▶ _输入数据_
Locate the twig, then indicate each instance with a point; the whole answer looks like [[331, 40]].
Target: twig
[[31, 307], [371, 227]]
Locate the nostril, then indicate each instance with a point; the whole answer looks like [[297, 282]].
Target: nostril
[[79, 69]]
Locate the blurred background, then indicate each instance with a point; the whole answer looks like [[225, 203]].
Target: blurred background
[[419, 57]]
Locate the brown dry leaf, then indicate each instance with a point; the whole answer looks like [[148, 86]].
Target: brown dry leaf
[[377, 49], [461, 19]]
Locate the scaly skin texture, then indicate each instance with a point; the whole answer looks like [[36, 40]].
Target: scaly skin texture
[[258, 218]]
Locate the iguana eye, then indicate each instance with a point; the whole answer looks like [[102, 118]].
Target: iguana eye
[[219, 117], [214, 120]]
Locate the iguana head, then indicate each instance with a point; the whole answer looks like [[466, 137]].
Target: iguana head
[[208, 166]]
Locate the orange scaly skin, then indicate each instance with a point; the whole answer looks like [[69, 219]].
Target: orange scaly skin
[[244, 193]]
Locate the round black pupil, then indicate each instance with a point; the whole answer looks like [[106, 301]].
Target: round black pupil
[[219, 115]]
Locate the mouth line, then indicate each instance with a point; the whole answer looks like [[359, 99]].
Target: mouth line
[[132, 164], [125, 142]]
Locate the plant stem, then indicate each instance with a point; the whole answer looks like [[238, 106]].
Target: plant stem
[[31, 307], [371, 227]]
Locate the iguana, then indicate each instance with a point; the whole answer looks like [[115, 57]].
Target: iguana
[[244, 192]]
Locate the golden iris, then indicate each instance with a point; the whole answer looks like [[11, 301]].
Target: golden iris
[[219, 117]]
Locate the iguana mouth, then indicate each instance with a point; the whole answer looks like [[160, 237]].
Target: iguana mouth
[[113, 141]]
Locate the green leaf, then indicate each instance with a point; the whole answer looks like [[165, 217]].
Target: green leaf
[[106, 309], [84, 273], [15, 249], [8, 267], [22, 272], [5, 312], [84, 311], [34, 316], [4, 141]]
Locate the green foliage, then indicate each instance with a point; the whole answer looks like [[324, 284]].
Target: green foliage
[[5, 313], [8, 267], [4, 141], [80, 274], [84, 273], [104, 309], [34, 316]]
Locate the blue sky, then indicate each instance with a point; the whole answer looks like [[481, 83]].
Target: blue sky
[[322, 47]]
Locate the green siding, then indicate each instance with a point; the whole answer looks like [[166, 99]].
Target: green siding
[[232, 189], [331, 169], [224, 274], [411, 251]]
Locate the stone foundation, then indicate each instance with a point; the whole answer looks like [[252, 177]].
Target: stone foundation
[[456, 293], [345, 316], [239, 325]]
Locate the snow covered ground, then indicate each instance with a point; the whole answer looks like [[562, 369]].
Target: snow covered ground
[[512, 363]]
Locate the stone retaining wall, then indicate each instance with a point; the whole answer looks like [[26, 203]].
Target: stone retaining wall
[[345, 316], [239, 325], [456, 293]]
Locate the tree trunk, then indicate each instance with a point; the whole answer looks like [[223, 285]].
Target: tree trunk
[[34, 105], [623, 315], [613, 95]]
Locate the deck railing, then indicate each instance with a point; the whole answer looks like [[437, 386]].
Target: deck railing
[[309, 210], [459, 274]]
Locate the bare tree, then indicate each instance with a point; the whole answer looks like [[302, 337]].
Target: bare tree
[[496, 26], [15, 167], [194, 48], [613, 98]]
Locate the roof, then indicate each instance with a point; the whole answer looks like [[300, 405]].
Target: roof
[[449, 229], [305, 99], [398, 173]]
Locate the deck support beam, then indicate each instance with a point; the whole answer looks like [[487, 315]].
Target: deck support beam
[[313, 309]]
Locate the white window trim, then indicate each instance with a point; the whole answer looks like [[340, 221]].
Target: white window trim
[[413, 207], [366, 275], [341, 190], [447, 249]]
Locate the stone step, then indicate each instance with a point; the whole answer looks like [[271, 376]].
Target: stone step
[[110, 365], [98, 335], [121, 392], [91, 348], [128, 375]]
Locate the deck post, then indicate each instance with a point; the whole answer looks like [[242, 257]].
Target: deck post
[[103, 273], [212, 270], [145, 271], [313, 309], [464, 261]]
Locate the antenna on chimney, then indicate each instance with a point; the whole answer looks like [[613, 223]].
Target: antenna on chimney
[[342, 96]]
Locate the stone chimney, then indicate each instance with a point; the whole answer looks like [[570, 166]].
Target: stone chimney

▶ _书面练习_
请将上述全部各行照原样输出，不得作任何改动。

▶ _正确输出_
Locate the twig, then indicate each instance with a point; the whole answer looks like [[331, 40]].
Target: twig
[[31, 307], [371, 227]]
Locate the nostril, then indicate each instance with a point; the whole answer looks like [[297, 282]].
Target: nostril
[[79, 69]]
Locate the blurred background, then indicate each instance with a point; the whole answer looks like [[225, 203]].
Target: blurred background
[[419, 57]]
Locate the brown dry leaf, then indicate each instance with a point; the whole answer looks like [[148, 86]].
Target: brown dry leaf
[[377, 49], [461, 19]]
Locate the scaly skin texture, then indicate each instance with a point; the whole answer looks like [[36, 40]].
Target: scaly skin texture
[[258, 218]]
Locate the iguana eye, then indicate each instance with a point; the whole answer looks like [[102, 118]].
Target: iguana eye
[[219, 117], [214, 120]]
Locate the iguana head, then indicate each instance with a point; the whole answer looks like [[466, 137]].
Target: iguana head
[[208, 166]]
Locate the orange scaly skin, then indicate each instance with a point; the whole answer looks like [[69, 219]].
Target: orange scaly skin
[[244, 193]]
Locate the round black pupil, then indicate each instance with a point; the whole answer looks like [[106, 301]].
Target: round black pupil
[[219, 115]]
Locate the mouth line, then indicate each instance with a point; the whole answer looks like [[359, 99]].
Target: mouth line
[[132, 164], [125, 142]]
Locate the plant stem, then indicate each instance with a point; the whole answer looks like [[238, 106]].
Target: plant stem
[[31, 307], [371, 227]]
Locate the iguana, then indicate each instance with a point; the whole answer looks like [[115, 57]].
Target: iguana
[[244, 192]]
Locate the golden iris, then indicate each instance with a point; the whole answer looks like [[11, 301]].
Target: golden iris
[[219, 117]]
Locate the iguana mouth, then indicate each instance with a point; the whole answer looks like [[160, 237]].
Target: iguana mouth
[[113, 141]]
Locate the green leaf, then indicate each instance with a point; the whole answer looks like [[165, 217]].
Target: green leaf
[[106, 309], [84, 273], [15, 249], [8, 267], [22, 272], [5, 312], [84, 311], [34, 316], [4, 141]]
Locate the green foliage, then indicate each instance with a point; the whole answer looks like [[324, 284]].
Target: green foliage
[[5, 313], [8, 267], [4, 141], [80, 274], [84, 273], [104, 309], [34, 316]]
Locate the blue sky, then indicate each instance with a point; the whole answer looks like [[481, 83]].
Target: blue sky
[[322, 47]]
Locate the green siding, then indicate each instance with a point; the whole answer looks like [[166, 99]].
Target: green siding
[[232, 189], [331, 169], [224, 274], [411, 251]]
Locate the stone foundation, then indicate each instance with a point; the whole answer looks like [[252, 177]].
Target: stone foundation
[[456, 293], [345, 316], [239, 325]]
Locate the snow covered ground, then indicate each instance with a point; the whole answer looks like [[562, 369]].
Target: snow covered ground
[[512, 363]]
Locate the stone retaining wall, then indicate each instance with a point; the whole answer looks like [[26, 203]].
Target: stone retaining wall
[[345, 316], [239, 325], [456, 293]]
Locate the tree trunk, then indicate each instance with a point; the whole answer looks like [[223, 285]].
Target: tree trunk
[[34, 105], [623, 315], [613, 95]]
Locate the deck railing, then indicate each instance with a point; the whole answer looks like [[437, 386]].
Target: deck railing
[[309, 210], [459, 274]]
Locate the bare tree, then indicate each instance with a point; the whole answer looks like [[302, 337]].
Target: bare tree
[[496, 26], [15, 167], [194, 48], [613, 98]]
Locate the roof, then indicate each instance with a point; the whole answer looks like [[300, 405]].
Target: roof
[[449, 229], [305, 99], [398, 173]]
Locate the deck support beam, then indicate each instance with a point; the whole answer looks like [[487, 315]].
Target: deck support beam
[[313, 309]]
Locate the white window trim, then indicate each instance with a point; the whole answer looks like [[340, 221]].
Target: white window trim
[[413, 207], [366, 275], [341, 190], [447, 249]]
Locate the stone step, then indicate each instance with a point; the whole answer looks like [[271, 376]].
Target: stone step
[[110, 365], [98, 335], [121, 392], [91, 348], [128, 375]]
Locate the deck post, then indicate each instance with a point; the whole answer looks like [[242, 257]].
Target: deck post
[[103, 273], [212, 270], [145, 271], [313, 309], [464, 261]]
Locate the antenna on chimney, then indicate each instance with a point; the whole answer looks like [[613, 223]].
Target: antenna on chimney
[[342, 96]]
Locate the stone chimney, then indicate each instance with a point; the whole answer looks like [[570, 166]].
Target: stone chimney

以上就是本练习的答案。